• _Task details_
Would you restate, exactly as they appear, the lines from the one containing "Target: truck windshield" through the end of the data below?

Collection entries:
* * *

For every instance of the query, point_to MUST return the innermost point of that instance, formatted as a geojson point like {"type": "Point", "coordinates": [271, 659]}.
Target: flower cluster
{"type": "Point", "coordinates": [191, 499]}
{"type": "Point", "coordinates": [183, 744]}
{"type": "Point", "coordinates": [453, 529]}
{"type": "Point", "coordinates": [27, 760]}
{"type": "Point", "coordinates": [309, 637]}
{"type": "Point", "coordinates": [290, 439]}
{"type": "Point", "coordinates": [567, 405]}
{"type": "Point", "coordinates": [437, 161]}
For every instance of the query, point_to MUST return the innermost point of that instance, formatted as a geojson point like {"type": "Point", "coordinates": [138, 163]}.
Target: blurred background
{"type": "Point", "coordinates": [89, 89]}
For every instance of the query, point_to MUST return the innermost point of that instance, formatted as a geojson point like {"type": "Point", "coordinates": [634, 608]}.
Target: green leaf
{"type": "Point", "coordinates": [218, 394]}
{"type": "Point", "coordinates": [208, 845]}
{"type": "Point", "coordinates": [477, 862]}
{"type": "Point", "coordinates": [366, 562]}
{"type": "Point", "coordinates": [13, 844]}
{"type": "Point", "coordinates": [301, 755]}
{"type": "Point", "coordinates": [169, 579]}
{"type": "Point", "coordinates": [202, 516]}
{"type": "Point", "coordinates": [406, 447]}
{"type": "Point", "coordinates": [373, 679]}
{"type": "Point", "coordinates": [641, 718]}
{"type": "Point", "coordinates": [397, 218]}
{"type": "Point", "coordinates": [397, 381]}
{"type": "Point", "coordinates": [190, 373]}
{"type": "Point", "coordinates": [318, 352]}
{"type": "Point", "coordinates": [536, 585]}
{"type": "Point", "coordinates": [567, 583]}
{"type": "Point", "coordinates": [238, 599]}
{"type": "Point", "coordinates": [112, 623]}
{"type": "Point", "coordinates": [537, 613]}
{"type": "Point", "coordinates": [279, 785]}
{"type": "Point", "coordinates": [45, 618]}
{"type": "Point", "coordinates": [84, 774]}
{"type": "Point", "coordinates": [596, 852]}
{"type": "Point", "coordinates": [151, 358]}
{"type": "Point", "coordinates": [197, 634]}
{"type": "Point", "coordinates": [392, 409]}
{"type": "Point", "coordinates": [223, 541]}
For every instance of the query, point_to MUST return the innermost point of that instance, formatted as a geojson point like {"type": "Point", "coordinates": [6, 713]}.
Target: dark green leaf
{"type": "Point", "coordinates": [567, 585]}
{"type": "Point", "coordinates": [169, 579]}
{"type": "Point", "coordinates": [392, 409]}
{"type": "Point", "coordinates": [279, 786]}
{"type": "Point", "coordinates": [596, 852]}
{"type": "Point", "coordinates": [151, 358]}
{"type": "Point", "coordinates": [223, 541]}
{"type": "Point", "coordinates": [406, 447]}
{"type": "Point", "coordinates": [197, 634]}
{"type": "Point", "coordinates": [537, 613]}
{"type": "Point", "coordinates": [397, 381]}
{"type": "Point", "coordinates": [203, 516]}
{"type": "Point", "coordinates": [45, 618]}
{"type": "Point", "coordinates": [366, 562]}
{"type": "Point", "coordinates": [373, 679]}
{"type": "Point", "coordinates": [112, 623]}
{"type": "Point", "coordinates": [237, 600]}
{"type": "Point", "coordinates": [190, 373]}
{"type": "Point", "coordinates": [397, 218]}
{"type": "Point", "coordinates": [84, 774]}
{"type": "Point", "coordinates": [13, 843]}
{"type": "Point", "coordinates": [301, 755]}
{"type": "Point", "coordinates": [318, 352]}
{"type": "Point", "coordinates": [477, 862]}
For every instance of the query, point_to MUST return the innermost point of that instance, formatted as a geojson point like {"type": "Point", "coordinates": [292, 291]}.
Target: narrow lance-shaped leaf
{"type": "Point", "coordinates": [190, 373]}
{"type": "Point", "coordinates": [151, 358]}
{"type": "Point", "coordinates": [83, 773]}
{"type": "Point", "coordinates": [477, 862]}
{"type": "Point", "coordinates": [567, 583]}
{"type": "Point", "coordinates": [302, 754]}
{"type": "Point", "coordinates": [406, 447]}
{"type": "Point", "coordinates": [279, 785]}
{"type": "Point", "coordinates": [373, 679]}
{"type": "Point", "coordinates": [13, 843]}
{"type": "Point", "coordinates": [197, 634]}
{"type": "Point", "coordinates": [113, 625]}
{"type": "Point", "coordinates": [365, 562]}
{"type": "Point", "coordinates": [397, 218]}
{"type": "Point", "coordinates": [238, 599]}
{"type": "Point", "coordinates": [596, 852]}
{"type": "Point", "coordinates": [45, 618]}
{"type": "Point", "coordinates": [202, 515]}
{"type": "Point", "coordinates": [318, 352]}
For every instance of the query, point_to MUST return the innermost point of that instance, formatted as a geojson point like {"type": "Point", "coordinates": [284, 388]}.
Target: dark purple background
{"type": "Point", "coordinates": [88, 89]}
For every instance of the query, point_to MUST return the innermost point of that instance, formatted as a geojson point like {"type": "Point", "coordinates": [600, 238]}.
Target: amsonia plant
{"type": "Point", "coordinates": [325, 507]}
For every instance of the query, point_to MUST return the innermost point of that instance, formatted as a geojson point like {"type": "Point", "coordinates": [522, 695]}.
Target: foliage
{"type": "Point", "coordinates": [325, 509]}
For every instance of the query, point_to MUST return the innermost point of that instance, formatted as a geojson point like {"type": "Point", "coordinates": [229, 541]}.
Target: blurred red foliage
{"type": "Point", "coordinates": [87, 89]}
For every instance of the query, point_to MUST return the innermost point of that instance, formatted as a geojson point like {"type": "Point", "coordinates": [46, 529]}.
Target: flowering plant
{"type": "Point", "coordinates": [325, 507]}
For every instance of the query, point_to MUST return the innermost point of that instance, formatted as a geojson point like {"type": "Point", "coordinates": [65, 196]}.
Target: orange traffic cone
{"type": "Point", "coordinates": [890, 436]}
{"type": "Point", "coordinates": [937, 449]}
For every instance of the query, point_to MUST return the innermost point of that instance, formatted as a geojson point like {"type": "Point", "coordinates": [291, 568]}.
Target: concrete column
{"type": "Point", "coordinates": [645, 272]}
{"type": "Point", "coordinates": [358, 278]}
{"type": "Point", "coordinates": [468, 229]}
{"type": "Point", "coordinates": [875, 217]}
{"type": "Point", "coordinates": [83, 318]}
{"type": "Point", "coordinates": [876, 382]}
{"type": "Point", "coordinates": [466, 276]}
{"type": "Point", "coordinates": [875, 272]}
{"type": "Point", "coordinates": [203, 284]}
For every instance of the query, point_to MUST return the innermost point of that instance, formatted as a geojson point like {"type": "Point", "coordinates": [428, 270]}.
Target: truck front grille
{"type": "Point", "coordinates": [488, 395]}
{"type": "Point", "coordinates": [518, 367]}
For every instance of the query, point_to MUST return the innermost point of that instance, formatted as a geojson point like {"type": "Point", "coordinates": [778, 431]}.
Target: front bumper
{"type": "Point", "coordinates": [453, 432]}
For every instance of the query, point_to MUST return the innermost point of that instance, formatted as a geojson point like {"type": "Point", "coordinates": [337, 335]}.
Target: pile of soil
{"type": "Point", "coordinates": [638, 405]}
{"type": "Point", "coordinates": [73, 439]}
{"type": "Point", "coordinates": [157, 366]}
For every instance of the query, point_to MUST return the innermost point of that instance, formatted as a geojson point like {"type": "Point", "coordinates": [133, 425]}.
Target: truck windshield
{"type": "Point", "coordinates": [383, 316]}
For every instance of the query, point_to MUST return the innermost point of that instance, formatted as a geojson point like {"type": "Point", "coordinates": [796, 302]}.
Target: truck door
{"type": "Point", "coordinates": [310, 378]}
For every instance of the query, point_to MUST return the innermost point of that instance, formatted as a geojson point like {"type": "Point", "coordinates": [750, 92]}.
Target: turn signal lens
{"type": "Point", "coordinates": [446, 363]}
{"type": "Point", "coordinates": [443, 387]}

* * *

• _Answer to this task_
Target: truck windshield
{"type": "Point", "coordinates": [383, 316]}
For every instance of the query, point_to MUST return the innermost point of that instance, formatted as a geojson point like {"type": "Point", "coordinates": [796, 302]}.
Target: truck door
{"type": "Point", "coordinates": [310, 378]}
For every instance of the query, point_to MUST return the innermost point of that instance, formatted as a geojson point like {"type": "Point", "coordinates": [750, 92]}.
Target: turn signal lens
{"type": "Point", "coordinates": [446, 363]}
{"type": "Point", "coordinates": [443, 387]}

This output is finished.